Try it: Could you write out the lines below exactly, beginning with the first and finishing with the one that contains "sample | x=39, y=161"?

Dataset excerpts:
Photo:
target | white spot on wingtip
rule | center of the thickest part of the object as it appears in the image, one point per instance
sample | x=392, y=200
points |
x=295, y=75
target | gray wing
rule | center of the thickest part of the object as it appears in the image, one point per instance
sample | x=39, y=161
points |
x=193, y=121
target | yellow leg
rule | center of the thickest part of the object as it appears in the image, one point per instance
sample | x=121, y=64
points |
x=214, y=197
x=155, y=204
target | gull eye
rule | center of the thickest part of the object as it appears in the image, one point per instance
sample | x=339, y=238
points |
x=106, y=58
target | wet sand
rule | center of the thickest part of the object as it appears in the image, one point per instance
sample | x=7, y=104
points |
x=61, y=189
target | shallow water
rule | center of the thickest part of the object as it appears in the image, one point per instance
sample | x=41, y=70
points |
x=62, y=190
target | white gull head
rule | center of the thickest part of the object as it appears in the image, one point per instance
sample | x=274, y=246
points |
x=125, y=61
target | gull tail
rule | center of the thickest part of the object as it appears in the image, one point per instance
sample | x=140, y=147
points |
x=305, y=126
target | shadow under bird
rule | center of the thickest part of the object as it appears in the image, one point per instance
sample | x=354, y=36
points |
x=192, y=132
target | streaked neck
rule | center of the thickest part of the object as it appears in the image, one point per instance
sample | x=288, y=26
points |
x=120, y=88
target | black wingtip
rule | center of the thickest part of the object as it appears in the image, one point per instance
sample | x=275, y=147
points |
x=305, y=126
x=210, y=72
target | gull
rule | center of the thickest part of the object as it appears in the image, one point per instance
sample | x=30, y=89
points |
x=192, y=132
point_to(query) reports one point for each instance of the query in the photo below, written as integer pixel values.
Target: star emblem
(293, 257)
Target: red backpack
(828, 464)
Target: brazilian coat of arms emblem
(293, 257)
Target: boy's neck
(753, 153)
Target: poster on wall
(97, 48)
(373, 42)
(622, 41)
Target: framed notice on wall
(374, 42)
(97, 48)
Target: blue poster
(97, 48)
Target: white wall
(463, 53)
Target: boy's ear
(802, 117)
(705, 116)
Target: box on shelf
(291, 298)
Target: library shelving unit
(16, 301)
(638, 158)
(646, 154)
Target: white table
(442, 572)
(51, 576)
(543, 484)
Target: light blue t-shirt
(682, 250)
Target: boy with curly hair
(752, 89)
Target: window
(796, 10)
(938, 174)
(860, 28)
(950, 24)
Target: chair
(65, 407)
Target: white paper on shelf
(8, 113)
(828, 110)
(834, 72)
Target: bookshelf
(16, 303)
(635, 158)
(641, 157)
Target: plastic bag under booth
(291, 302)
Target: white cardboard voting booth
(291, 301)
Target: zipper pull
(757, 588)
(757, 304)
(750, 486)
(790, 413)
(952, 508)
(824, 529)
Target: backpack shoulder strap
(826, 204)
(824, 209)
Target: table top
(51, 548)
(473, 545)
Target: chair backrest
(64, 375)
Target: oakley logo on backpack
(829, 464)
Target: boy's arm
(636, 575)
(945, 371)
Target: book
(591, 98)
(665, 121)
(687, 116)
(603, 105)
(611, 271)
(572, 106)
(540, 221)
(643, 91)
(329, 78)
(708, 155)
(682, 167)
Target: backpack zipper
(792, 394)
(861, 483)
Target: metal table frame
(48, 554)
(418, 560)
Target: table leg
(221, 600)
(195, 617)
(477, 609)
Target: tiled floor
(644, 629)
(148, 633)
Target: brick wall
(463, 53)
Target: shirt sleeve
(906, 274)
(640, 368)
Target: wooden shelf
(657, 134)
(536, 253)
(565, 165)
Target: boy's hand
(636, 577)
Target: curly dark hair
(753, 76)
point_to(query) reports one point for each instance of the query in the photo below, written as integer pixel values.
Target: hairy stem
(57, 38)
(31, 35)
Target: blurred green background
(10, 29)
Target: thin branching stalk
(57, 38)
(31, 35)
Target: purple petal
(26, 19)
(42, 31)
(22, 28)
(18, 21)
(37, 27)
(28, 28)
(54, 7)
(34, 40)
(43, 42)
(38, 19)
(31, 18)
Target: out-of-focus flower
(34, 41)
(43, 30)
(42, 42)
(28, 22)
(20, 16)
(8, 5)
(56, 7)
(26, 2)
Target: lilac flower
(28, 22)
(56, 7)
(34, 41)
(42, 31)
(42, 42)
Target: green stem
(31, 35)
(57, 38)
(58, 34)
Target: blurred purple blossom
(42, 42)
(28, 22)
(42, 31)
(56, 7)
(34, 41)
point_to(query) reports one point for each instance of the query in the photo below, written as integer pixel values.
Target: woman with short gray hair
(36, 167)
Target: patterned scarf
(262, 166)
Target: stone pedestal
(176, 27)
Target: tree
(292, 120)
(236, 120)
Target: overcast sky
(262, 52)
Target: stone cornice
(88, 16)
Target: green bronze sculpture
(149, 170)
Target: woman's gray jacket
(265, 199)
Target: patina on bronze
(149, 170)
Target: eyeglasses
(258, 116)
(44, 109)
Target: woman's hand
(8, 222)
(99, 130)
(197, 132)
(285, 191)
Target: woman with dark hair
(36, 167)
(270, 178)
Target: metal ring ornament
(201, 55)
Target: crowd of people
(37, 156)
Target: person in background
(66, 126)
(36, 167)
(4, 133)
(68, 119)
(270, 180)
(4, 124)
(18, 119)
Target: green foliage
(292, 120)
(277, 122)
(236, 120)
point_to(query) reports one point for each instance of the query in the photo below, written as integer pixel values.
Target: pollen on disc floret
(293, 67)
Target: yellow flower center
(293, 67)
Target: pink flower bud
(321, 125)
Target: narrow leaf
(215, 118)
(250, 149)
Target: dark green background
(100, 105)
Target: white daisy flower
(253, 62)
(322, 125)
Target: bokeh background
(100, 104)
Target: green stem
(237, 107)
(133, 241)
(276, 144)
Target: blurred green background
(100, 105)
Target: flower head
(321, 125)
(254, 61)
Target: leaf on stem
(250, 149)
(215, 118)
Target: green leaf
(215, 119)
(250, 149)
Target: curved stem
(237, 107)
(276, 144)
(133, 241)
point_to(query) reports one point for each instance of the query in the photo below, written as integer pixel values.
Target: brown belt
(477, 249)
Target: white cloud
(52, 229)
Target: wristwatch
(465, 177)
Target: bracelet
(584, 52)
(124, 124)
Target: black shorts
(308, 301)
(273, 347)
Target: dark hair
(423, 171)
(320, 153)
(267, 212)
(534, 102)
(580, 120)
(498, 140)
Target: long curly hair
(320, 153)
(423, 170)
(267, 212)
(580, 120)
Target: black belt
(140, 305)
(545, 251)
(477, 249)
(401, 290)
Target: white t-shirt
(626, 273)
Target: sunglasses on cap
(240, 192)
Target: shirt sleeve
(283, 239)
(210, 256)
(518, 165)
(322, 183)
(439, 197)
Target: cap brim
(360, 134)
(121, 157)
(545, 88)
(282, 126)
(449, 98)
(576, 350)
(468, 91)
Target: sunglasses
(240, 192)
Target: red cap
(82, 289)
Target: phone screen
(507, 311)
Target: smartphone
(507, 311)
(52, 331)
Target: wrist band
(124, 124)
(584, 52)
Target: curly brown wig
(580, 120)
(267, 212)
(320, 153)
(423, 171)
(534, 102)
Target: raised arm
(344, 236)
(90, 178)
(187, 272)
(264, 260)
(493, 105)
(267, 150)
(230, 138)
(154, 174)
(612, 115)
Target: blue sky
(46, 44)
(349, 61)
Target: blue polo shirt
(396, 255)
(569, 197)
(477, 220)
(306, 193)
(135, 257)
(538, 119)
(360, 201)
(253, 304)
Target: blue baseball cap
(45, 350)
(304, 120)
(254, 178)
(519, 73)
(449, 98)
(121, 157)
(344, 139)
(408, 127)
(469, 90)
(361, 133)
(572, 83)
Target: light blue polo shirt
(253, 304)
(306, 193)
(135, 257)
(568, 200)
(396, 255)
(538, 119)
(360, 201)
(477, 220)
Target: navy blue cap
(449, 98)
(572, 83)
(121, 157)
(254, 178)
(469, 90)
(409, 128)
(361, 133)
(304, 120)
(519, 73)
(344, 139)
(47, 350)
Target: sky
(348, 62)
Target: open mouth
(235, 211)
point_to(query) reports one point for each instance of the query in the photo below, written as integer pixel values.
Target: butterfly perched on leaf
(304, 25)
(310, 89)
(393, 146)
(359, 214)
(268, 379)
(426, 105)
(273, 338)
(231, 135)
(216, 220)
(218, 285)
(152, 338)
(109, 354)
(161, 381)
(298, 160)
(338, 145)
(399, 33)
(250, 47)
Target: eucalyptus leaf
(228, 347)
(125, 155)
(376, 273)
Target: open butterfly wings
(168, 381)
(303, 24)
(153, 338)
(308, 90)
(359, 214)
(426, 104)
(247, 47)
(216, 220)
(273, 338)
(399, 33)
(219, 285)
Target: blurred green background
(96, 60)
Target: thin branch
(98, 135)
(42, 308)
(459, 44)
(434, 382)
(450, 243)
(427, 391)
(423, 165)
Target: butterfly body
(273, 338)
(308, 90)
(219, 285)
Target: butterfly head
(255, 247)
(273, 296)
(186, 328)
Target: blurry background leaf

Answer for the task:
Photo:
target | white spot on wingtip
rule | center of the thickest part of the object as it appears in the image, one point per instance
sample | x=392, y=200
points |
x=295, y=75
target | gray wing
rule | center of the thickest part of the object as it appears in the image, one point per instance
sample | x=39, y=161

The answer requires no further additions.